WORK ITEM:
Here are some records. Print all of them exactly.

------------------------------

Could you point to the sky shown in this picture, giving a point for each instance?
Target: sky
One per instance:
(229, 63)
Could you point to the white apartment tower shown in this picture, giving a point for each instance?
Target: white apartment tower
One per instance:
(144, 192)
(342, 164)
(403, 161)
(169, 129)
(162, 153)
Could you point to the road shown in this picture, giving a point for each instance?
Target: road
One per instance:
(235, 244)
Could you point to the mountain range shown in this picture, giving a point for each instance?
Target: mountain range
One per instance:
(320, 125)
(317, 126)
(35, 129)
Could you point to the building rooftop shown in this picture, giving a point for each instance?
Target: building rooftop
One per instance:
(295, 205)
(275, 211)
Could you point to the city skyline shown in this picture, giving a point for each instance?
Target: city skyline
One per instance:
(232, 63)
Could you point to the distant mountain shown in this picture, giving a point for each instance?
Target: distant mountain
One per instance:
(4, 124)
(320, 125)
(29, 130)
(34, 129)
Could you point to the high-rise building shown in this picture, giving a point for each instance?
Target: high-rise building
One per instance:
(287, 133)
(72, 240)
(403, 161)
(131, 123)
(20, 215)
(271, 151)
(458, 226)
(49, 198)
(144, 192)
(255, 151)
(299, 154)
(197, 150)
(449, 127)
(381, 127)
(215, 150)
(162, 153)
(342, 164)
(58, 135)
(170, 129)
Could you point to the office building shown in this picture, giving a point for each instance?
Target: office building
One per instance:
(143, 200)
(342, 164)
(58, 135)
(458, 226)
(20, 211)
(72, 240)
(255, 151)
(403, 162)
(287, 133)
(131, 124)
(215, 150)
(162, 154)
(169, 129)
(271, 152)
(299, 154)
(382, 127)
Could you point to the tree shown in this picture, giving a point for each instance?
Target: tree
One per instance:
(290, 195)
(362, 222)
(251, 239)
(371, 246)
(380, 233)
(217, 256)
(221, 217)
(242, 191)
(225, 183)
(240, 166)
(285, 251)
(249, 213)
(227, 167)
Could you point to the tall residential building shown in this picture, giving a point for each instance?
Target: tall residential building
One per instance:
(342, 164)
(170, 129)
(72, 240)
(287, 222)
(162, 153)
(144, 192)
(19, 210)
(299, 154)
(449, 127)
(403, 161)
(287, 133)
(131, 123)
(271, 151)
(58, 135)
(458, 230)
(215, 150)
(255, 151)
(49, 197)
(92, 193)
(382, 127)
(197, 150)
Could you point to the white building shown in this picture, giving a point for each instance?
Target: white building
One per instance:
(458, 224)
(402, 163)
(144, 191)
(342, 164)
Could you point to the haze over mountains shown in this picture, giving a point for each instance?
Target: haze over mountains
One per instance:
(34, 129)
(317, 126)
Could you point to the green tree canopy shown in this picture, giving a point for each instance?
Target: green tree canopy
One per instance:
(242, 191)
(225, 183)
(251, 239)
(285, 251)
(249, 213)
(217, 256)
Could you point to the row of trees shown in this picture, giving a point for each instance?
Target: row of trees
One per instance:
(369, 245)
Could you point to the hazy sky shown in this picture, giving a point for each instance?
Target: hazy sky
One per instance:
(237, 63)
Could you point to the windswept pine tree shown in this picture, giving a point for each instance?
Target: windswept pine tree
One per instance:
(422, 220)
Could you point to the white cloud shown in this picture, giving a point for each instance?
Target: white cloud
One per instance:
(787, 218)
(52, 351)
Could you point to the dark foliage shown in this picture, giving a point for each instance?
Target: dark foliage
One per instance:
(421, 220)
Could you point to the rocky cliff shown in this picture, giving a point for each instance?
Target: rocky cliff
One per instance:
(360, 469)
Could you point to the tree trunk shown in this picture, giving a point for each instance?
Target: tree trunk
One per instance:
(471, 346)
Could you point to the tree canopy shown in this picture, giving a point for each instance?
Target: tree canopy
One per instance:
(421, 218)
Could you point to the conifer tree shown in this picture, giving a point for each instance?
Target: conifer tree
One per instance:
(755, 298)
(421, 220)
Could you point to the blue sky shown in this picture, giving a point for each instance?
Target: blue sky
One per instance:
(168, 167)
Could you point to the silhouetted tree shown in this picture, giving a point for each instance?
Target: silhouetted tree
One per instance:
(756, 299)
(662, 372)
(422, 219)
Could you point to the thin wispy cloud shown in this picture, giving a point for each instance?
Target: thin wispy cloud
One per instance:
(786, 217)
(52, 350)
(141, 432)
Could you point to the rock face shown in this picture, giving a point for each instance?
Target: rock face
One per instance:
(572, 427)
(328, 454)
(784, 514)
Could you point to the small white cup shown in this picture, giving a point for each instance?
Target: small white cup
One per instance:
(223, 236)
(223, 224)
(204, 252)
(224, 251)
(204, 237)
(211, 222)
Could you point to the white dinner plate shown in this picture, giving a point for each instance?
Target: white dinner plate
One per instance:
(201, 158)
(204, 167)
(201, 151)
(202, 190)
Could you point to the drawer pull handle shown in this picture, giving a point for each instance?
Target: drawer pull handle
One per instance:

------------------------------

RESULT OF THIS EXERCISE:
Could you point to the sky shown in this picture, giving a point for each instance?
Target: sky
One per instance:
(229, 63)
Could you point to the white apartment tower shown in this picture, giving a point for each instance?
Target: white apartment tower
One per instance:
(144, 192)
(342, 164)
(403, 161)
(169, 129)
(162, 153)
Could you point to the road shown in this picture, giving a point for each instance?
Target: road
One per instance:
(235, 244)
Could you point to the mountain range shown in this picture, giving a point for each instance?
Target: mountain range
One per instance:
(320, 125)
(317, 126)
(35, 129)
Could you point to the building rooftop shown in this picture, giving a point for each instance?
Target: building rooftop
One per instance:
(295, 205)
(275, 211)
Could you point to the city skyline shown in this picture, giving a point for each instance?
Target: city skyline
One per instance:
(232, 63)
Could you point to the distant mountain shown in this picture, giving a point for each instance?
Target: distant mountain
One per instance:
(4, 124)
(320, 125)
(29, 130)
(34, 129)
Could you point to the high-rise building shown in this picture, giving a point for each instance?
Target: high-rise building
One per instance:
(287, 133)
(72, 240)
(403, 161)
(131, 123)
(20, 215)
(271, 151)
(458, 226)
(49, 198)
(144, 192)
(255, 151)
(299, 154)
(197, 150)
(449, 127)
(381, 127)
(215, 150)
(162, 153)
(342, 164)
(58, 135)
(170, 129)
Could you point to the office building shown in this picture, giving a point for each instance?
Target: office building
One per instance:
(143, 200)
(342, 164)
(58, 135)
(458, 226)
(20, 211)
(72, 240)
(255, 151)
(403, 162)
(287, 133)
(131, 124)
(215, 150)
(162, 154)
(169, 129)
(271, 152)
(299, 154)
(382, 127)
Could you point to the tree shown in this picture, giving a point for each instance?
Target: tree
One per instance:
(290, 195)
(362, 222)
(251, 239)
(371, 246)
(380, 233)
(217, 256)
(221, 217)
(242, 191)
(225, 183)
(240, 166)
(285, 251)
(249, 213)
(227, 167)
Could you point to the tall residential building shown in this picture, giving a point for each instance?
Target: tall residential building
One per instance:
(342, 164)
(170, 129)
(72, 240)
(287, 222)
(162, 153)
(144, 192)
(19, 210)
(299, 154)
(449, 127)
(403, 161)
(287, 133)
(131, 123)
(271, 151)
(58, 135)
(458, 230)
(215, 150)
(255, 151)
(49, 197)
(92, 193)
(382, 127)
(197, 150)
Could you point to the white building shown in this picture, giving a point for each instance?
Target: white building
One per instance:
(458, 224)
(402, 163)
(144, 191)
(342, 164)
Could you point to the haze over mountains shown in this picture, giving a point for each instance?
Target: haze over mountains
One per instance:
(34, 129)
(317, 126)
Could you point to the green tree canopy shown in this picture, giving a point for each instance?
Target: green tree canopy
One per instance:
(242, 191)
(225, 183)
(251, 239)
(285, 251)
(249, 213)
(217, 256)
Could you point to the row of trees shown in this picture, giving a point for each instance?
Target: row of trees
One per instance:
(369, 245)
Could you point to the hazy sky shown in this picture, giving a point for each instance?
Target: hazy sky
One per instance:
(237, 63)
Could you point to the windswept pine tree shown in this picture, giving a point for each instance?
Target: windswept pine tree
One per instance:
(422, 220)
Could you point to the white cloud shown in this picture, giving a point for each instance?
Target: white cloud
One per instance:
(787, 218)
(52, 351)
Could you point to the dark foliage shown in this picture, giving a point for each instance?
Target: dark foliage
One per instance:
(421, 220)
Could you point to the rocky cliff shown in this picture, giving a point for each instance?
Target: rocky cliff
One per instance:
(360, 469)
Could you point to the tree trunk shown in this picture, giving a point for each instance?
Target: tree trunk
One per instance:
(471, 346)
Could you point to the tree canopy shown in this picture, giving a point for each instance?
Target: tree canopy
One per instance:
(421, 218)
Could you point to the conifer tree shown in this picture, giving a point for each instance?
Target: conifer tree
One per instance:
(755, 298)
(421, 220)
Could you point to the blue sky shown in this picture, giving a point for each instance?
Target: blue sky
One per instance:
(168, 167)
Could you point to the silhouetted tree shown in this picture, giving a point for each instance?
Target: silhouetted tree
One per instance:
(756, 299)
(662, 372)
(422, 219)
Could you point to the thin wispy cloud shown in this picture, giving a point for each instance?
Target: thin wispy cloud
One per instance:
(786, 217)
(52, 350)
(141, 432)
Could you point to the rock face shown in this picture, giving a point for each instance?
Target: rock face
One per instance:
(572, 427)
(328, 454)
(784, 514)
Could you point to the small white cup shown in this picture, giving a point for each instance?
Target: small white cup
One per instance:
(223, 236)
(223, 224)
(204, 252)
(224, 251)
(204, 237)
(211, 222)
Could you point to the white dinner plate shown in this picture, giving a point for each instance?
Target: white dinner plate
One per instance:
(201, 158)
(204, 167)
(201, 151)
(202, 190)
Could you point to the drawer pull handle shown in this picture, giving a point for each instance?
Target: drawer pull handle
One per instance:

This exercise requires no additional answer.